[Collected data]
+===+
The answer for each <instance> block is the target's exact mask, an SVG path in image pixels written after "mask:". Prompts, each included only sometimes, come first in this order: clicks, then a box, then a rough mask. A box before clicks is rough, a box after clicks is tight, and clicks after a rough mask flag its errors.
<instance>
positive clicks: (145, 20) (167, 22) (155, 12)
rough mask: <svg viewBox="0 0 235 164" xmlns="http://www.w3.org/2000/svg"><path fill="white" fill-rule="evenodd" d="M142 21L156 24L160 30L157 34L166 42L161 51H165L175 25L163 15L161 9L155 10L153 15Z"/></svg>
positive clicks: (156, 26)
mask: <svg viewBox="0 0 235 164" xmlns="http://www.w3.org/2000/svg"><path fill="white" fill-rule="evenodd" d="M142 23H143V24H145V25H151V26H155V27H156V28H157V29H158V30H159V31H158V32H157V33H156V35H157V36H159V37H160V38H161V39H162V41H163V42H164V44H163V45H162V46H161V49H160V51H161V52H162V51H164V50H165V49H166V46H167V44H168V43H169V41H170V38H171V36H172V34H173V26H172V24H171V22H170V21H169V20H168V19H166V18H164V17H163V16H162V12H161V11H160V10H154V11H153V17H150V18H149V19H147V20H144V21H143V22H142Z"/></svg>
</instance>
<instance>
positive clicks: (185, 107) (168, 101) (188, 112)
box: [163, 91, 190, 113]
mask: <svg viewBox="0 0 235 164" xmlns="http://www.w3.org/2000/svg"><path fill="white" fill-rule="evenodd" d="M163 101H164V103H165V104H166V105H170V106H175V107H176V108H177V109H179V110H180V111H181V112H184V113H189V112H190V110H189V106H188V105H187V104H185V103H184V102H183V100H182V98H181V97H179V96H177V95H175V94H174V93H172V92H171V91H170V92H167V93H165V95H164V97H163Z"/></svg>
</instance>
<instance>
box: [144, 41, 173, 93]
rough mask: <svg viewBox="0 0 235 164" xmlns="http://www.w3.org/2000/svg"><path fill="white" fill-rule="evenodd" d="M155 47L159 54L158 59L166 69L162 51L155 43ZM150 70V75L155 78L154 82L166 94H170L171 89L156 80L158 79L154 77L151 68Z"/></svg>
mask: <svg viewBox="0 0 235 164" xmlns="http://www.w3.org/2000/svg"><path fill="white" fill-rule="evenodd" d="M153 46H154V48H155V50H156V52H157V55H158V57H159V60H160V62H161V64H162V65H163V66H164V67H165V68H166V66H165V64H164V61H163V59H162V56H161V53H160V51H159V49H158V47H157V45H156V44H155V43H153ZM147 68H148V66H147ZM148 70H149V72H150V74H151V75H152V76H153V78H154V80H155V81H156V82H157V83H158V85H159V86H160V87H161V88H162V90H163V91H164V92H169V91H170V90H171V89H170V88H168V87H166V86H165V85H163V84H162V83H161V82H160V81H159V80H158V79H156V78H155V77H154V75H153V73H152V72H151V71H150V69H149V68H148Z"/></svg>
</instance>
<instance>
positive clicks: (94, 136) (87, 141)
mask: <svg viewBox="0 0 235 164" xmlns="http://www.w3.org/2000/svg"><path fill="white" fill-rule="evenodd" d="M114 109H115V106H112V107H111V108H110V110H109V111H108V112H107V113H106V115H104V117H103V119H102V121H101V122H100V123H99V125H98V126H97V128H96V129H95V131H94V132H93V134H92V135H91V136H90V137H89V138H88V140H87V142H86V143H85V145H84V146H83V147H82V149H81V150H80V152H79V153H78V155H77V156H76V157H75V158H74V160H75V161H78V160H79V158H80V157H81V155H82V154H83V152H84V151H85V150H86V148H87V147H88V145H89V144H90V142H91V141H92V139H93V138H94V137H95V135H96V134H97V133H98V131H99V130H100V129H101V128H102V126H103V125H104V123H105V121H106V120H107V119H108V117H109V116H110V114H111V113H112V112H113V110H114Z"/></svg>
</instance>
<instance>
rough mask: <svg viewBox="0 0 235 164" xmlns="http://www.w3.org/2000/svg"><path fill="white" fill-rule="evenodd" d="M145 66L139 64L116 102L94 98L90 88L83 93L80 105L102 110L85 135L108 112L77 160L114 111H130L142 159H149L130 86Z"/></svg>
+===+
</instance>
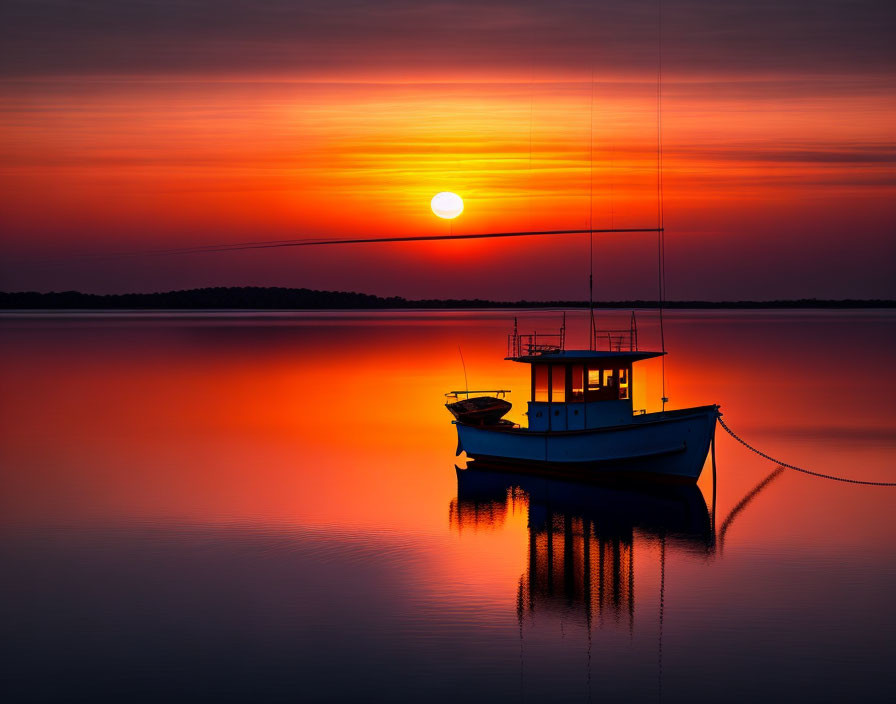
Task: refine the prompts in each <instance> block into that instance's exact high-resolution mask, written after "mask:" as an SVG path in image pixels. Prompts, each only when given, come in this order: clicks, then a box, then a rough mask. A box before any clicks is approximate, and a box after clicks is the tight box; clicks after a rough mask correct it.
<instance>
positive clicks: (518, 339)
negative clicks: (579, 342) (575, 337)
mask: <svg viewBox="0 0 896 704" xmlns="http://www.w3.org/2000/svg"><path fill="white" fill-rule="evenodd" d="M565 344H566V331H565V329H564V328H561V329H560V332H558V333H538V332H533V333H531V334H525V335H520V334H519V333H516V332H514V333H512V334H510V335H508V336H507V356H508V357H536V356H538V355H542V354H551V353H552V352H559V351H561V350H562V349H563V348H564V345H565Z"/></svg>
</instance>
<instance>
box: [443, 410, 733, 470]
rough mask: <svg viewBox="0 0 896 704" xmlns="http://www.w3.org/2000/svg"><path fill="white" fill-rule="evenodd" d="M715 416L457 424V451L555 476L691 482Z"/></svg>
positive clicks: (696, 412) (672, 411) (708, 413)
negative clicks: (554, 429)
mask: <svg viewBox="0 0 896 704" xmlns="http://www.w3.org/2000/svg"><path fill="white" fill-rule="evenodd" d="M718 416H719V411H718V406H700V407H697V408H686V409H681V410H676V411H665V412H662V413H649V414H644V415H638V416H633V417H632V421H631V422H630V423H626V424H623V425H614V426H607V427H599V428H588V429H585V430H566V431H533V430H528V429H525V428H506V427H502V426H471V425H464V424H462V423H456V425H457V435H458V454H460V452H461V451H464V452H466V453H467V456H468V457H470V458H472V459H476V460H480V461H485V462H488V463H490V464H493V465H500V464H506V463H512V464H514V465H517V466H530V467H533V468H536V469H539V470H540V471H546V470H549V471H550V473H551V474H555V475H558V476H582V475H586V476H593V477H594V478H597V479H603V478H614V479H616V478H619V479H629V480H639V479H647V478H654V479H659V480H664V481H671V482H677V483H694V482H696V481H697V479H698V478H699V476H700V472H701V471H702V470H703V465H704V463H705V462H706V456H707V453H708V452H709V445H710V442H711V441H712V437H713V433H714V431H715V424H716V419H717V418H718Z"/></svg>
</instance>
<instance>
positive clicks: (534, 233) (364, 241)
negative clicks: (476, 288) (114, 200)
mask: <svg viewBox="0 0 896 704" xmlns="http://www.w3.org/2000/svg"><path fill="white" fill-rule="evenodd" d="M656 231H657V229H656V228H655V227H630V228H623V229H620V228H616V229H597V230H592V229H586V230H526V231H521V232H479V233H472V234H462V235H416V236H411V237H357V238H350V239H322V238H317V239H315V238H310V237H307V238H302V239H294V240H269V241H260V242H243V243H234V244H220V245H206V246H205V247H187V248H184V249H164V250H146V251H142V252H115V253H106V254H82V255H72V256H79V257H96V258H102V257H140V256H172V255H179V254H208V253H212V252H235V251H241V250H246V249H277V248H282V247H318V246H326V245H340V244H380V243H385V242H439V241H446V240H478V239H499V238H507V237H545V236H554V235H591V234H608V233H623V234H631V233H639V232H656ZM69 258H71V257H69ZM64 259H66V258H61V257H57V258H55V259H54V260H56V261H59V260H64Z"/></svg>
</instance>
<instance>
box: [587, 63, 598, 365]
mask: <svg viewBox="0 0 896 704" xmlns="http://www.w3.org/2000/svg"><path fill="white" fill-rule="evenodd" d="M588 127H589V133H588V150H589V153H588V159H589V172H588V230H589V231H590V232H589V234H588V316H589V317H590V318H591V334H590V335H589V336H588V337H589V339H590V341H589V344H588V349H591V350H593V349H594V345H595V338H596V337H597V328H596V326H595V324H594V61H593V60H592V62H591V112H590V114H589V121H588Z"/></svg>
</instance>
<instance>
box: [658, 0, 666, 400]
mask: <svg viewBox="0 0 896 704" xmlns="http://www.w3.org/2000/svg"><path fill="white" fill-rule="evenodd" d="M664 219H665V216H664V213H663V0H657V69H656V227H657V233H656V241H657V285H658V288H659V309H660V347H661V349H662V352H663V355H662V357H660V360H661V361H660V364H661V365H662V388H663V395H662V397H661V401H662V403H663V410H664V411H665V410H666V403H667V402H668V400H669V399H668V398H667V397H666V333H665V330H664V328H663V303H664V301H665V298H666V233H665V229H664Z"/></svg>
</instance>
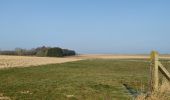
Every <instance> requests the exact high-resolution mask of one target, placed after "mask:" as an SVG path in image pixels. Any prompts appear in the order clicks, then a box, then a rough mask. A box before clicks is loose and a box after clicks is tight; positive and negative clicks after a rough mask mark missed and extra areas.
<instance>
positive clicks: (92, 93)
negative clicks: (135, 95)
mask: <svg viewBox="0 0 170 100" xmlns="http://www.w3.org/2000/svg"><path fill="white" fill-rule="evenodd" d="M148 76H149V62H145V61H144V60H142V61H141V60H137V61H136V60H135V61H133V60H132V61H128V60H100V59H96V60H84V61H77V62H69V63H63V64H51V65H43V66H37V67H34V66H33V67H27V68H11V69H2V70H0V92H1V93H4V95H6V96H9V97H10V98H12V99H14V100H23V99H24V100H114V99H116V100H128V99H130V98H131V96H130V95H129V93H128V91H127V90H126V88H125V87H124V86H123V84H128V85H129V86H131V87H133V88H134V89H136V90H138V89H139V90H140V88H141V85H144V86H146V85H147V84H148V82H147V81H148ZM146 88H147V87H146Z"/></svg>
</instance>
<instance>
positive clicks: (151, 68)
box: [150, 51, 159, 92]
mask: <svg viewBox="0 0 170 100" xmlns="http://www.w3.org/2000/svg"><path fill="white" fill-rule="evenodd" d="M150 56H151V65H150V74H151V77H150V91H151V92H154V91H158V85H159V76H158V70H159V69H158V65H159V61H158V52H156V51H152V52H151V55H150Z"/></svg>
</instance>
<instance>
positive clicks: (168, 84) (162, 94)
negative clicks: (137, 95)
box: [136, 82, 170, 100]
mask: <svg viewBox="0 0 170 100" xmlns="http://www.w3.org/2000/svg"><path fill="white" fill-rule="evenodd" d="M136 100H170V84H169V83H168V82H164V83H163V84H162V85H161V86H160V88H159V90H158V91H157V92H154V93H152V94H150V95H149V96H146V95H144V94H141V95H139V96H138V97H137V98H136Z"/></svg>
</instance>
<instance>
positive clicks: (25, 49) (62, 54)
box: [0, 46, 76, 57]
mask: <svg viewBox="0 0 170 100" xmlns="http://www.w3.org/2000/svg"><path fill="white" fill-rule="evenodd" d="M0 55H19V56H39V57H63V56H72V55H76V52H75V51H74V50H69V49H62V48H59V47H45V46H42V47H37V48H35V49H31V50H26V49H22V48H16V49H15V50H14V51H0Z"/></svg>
+===+
WHAT IS REQUIRED> Count the lines of the material above that contain the string "answer", treating case as significant. Give only the number.

WORKED SOLUTION> 1